#### [Stated problem]
Turn the lines below, from the one containing "For every instance of the blurred green" through the last line, inclusive, into a JSON list of strings with one string per line and no blank lines. Include only these lines.
START Data for the task
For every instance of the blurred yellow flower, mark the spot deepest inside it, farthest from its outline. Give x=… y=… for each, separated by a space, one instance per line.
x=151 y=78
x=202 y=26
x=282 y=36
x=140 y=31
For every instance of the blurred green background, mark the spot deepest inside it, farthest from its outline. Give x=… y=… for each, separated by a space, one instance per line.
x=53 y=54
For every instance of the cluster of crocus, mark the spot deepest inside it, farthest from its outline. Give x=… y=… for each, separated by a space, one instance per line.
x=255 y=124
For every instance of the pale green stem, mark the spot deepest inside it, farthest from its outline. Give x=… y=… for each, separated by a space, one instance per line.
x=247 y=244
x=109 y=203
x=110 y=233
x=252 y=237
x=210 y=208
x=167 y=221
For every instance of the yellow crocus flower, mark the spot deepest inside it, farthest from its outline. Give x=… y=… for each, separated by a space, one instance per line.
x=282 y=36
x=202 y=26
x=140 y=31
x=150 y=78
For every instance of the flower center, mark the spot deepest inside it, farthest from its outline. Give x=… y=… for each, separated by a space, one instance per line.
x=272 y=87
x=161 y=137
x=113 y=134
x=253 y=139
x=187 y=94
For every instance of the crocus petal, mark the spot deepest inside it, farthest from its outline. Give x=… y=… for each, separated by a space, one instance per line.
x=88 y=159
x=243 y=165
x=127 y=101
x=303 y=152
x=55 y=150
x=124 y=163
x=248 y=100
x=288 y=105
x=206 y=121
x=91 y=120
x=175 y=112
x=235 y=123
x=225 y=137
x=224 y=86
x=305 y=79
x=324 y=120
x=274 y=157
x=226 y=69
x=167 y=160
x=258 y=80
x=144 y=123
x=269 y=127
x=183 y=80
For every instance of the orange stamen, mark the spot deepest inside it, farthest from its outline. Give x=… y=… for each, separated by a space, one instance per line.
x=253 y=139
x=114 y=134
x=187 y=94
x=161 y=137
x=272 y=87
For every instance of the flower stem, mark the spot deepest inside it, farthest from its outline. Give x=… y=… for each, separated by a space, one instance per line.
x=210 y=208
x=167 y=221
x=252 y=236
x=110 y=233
END Data for the task
#### [Complete response]
[
  "For every instance of the blurred green background, mark the spot deepest inside it, farthest from its outline. Give x=… y=… for each, separated by a space, one instance per line.",
  "x=53 y=54",
  "For every instance of the cluster of crocus, mark the spot deepest inside it, farthest from its outline. Give x=… y=… for each, separated by a space, one instance per line.",
  "x=255 y=124",
  "For every instance of the pale green stem, mark the spot deepest inside it, farthest from its outline. Give x=… y=… for each, separated by a space, one instance per line.",
  "x=247 y=244",
  "x=109 y=203",
  "x=110 y=233",
  "x=252 y=237",
  "x=210 y=208",
  "x=167 y=221",
  "For every instance of the yellow crocus flower, mark the spot deepest inside it, farthest from its outline. Give x=… y=… for each, separated by a space, one instance per line.",
  "x=282 y=36",
  "x=202 y=26",
  "x=140 y=31",
  "x=150 y=78",
  "For every instance of the flower center, mark the spot deepest inside it, farthest from its outline. Give x=… y=… for each, separated by a space, one instance per line.",
  "x=272 y=87",
  "x=161 y=137",
  "x=113 y=134",
  "x=253 y=139",
  "x=187 y=94",
  "For every instance of the crocus petal, mark the spot deepest inside it, farthest from its outline. Give x=… y=… for each, separated by a space, one instance per line.",
  "x=88 y=159",
  "x=243 y=165",
  "x=127 y=101",
  "x=303 y=152",
  "x=55 y=150",
  "x=124 y=163",
  "x=248 y=100",
  "x=288 y=105",
  "x=206 y=121",
  "x=91 y=120",
  "x=175 y=112",
  "x=235 y=123",
  "x=225 y=137",
  "x=224 y=86",
  "x=305 y=79",
  "x=324 y=120",
  "x=274 y=157",
  "x=226 y=69",
  "x=167 y=160",
  "x=258 y=80",
  "x=144 y=123",
  "x=269 y=127",
  "x=183 y=80",
  "For every instance of the orange stamen, mark the spot deepest inside it, farthest from its outline. Give x=… y=… for each, separated by a space, one instance per line.",
  "x=253 y=139",
  "x=114 y=134",
  "x=187 y=94",
  "x=161 y=137",
  "x=272 y=87",
  "For every instance of the flower stem, mark the spot deepest inside it, farthest from its outline. Give x=… y=… for each, separated by a space, one instance per line.",
  "x=210 y=208",
  "x=167 y=221",
  "x=252 y=236",
  "x=110 y=233"
]